Count the lines in the rows below that contain the string "house", matching case exactly, and give only the number.
* START *
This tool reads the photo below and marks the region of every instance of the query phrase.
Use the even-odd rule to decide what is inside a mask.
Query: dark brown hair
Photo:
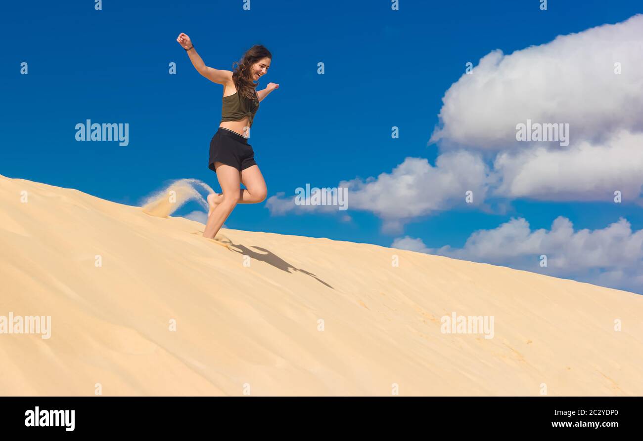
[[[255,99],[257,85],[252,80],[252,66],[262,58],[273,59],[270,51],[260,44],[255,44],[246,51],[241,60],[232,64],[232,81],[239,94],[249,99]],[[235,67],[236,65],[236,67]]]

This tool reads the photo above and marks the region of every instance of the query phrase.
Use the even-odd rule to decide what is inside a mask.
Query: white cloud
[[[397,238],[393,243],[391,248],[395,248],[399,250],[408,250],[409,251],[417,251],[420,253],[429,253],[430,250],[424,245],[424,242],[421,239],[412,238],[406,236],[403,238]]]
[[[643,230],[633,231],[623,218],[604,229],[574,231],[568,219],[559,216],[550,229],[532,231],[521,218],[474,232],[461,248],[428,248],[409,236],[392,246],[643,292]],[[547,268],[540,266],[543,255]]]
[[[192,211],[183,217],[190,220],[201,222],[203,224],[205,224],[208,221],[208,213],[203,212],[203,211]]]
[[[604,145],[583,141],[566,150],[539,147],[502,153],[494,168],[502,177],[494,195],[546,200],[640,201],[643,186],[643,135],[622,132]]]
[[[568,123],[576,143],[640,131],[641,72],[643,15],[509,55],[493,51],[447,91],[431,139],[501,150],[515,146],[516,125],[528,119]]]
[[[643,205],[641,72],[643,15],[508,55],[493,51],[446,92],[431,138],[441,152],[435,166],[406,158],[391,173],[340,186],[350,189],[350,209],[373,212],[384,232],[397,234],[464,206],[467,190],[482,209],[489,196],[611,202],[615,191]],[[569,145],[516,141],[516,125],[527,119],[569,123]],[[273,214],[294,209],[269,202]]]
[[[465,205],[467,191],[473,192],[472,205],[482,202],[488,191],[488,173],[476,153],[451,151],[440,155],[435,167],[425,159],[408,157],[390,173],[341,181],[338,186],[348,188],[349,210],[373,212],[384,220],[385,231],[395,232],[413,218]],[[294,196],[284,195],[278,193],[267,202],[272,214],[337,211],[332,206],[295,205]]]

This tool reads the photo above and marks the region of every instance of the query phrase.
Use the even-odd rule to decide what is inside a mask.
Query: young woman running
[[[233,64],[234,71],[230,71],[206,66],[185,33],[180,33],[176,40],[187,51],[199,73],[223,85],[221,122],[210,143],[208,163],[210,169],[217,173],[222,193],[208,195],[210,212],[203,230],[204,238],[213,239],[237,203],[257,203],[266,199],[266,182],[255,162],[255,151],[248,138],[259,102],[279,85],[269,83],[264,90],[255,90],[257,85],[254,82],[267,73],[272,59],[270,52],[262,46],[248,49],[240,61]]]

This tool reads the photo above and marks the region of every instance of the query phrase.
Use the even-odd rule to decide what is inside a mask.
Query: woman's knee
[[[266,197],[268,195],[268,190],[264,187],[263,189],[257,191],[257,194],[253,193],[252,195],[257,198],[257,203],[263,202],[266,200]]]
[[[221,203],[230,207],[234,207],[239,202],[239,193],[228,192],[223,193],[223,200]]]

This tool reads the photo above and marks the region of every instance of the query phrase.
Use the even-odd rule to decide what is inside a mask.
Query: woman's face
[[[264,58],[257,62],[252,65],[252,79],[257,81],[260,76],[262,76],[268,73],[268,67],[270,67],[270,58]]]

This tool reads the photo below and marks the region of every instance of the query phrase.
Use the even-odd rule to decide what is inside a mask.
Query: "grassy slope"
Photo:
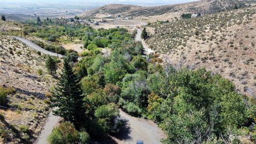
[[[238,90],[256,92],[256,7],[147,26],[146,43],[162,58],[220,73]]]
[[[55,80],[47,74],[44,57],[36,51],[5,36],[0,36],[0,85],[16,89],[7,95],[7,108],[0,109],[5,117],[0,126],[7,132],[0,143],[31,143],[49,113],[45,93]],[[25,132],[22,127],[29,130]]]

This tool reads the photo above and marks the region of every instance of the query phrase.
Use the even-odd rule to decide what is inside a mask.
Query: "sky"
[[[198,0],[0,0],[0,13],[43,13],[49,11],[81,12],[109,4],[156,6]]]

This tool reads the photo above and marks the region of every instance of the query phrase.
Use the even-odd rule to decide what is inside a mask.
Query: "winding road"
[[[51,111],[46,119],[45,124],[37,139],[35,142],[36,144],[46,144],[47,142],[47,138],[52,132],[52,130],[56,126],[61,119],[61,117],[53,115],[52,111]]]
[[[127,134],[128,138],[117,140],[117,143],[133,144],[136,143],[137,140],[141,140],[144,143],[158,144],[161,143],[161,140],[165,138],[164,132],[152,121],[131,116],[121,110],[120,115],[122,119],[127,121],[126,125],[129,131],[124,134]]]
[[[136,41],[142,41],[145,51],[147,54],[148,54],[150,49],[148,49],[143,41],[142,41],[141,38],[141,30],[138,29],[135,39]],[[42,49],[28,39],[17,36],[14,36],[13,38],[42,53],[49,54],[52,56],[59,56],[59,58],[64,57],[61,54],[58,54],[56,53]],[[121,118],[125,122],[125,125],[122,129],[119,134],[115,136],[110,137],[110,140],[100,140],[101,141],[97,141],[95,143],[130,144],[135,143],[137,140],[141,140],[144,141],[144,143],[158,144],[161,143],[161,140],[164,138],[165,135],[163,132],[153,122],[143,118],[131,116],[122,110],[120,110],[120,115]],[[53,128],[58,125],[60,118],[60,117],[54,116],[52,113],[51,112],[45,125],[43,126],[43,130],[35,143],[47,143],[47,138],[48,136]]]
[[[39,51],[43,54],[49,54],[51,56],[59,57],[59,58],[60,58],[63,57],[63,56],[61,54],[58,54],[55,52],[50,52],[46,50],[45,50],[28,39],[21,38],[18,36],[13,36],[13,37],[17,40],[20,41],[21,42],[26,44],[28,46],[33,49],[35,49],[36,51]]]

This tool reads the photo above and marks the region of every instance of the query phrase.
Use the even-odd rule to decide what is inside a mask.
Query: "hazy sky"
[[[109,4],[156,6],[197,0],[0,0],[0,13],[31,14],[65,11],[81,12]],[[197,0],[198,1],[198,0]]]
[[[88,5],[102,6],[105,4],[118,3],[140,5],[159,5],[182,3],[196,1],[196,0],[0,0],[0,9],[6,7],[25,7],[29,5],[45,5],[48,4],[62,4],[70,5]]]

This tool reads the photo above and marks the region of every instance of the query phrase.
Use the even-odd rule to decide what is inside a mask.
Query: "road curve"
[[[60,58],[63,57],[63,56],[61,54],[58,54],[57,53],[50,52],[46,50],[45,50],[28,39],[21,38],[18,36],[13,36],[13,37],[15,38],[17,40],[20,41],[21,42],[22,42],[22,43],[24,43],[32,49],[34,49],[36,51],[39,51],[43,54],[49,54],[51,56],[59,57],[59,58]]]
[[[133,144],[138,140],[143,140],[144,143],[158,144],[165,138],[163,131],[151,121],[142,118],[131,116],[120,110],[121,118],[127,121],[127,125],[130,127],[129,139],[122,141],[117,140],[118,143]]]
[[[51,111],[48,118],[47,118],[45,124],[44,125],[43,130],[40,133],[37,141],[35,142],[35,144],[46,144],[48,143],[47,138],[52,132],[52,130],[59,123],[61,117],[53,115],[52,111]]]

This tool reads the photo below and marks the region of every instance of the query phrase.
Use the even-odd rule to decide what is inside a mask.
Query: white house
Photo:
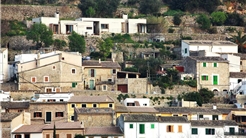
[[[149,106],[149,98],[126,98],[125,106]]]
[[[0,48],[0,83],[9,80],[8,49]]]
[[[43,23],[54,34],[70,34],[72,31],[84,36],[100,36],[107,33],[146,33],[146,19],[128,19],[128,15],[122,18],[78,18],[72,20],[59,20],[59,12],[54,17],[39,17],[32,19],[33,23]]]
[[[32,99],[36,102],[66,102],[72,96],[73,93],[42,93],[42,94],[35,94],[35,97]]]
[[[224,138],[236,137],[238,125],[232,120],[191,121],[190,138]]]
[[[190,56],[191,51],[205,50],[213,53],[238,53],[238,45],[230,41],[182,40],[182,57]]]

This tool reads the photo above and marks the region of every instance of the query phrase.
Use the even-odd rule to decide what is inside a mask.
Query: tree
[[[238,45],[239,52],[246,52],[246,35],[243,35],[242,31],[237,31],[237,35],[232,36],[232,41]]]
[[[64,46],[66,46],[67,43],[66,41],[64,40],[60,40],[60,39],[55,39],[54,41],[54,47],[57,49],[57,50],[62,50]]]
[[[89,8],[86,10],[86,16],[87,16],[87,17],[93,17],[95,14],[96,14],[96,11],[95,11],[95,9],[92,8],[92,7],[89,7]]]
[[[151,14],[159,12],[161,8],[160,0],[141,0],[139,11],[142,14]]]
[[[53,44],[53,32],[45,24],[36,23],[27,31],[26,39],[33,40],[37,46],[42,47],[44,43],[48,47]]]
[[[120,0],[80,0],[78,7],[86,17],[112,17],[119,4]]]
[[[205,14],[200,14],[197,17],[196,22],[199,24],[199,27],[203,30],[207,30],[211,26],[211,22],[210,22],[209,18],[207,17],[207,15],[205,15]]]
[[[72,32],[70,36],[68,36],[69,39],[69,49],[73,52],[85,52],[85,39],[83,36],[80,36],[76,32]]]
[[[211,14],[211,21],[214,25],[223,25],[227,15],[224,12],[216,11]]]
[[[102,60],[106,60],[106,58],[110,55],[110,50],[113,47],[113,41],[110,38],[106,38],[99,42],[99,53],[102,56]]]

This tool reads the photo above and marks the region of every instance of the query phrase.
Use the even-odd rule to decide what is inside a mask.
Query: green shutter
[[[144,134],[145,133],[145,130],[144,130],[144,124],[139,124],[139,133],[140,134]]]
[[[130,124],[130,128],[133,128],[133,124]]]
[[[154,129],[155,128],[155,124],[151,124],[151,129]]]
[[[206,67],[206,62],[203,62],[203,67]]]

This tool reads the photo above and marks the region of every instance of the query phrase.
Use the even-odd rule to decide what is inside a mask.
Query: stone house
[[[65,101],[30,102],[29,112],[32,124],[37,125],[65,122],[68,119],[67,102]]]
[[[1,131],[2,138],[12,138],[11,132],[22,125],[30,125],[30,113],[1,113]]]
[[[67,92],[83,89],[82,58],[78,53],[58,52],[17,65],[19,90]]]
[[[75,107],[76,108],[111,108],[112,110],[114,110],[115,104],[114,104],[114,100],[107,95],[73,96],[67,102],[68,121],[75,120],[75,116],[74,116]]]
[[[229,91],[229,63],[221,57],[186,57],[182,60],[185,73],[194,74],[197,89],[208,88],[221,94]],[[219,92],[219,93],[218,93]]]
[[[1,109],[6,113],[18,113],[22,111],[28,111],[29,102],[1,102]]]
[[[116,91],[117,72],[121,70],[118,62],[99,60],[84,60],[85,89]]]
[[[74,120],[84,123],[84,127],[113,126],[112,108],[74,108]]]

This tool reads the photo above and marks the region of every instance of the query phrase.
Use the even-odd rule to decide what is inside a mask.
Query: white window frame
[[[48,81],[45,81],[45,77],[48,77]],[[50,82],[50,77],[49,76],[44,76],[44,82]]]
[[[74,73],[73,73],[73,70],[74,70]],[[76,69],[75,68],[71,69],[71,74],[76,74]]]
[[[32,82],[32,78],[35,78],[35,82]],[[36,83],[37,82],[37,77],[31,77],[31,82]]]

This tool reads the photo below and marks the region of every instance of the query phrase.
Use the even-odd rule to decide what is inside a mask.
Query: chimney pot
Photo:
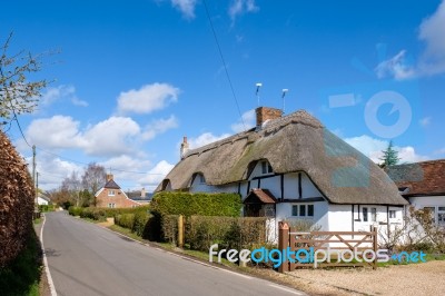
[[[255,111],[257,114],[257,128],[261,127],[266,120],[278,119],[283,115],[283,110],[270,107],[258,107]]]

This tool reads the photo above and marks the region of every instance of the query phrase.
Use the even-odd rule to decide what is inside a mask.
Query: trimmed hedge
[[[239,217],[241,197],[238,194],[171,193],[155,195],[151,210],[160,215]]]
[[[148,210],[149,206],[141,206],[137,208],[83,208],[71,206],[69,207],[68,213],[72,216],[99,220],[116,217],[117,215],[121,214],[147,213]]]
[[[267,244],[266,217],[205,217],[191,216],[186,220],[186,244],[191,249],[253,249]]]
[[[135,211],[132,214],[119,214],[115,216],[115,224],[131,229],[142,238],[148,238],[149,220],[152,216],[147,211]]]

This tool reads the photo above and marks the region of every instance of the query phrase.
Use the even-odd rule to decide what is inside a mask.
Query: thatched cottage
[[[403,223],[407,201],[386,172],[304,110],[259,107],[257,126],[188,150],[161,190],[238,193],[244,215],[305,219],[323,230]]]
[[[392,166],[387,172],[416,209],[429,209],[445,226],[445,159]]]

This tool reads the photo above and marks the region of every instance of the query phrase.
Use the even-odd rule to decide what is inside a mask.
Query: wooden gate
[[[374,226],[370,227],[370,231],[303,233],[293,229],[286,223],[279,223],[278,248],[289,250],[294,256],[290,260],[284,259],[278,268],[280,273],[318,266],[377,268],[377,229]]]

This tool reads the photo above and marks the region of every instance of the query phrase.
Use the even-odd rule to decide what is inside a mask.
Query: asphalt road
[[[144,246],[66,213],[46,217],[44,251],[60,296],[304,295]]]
* END *
● **Reply**
2